Information supplied
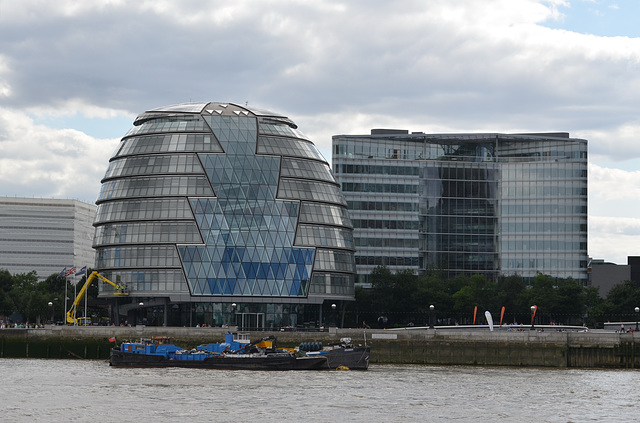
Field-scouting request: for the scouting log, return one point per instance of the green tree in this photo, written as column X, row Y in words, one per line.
column 622, row 300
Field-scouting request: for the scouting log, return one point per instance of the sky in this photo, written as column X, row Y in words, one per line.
column 75, row 74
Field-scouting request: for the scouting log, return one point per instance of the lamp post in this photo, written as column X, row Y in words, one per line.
column 533, row 310
column 233, row 310
column 431, row 309
column 333, row 314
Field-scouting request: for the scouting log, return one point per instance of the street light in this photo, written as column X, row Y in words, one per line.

Task prompt
Reproduce all of the records above word for word, leaving out the pictures.

Correct result
Field-scouting request: for the scouting log, return one point per instance of the green tree in this photo, written as column X, row Y in words, one per line.
column 622, row 300
Field-scouting request: for the scouting log, return one point per instance of the sky in this photo, written as column X, row Y in words, one per line.
column 75, row 74
Field-scouting request: for the scouting log, return one point per instance of the lamp post in this photo, written as column X, row Y in words, one per line.
column 533, row 310
column 233, row 310
column 431, row 309
column 333, row 314
Field-scouting request: for the scouting log, return one point per instance of the street light in this photo, written as column X, row Y in words, one per line.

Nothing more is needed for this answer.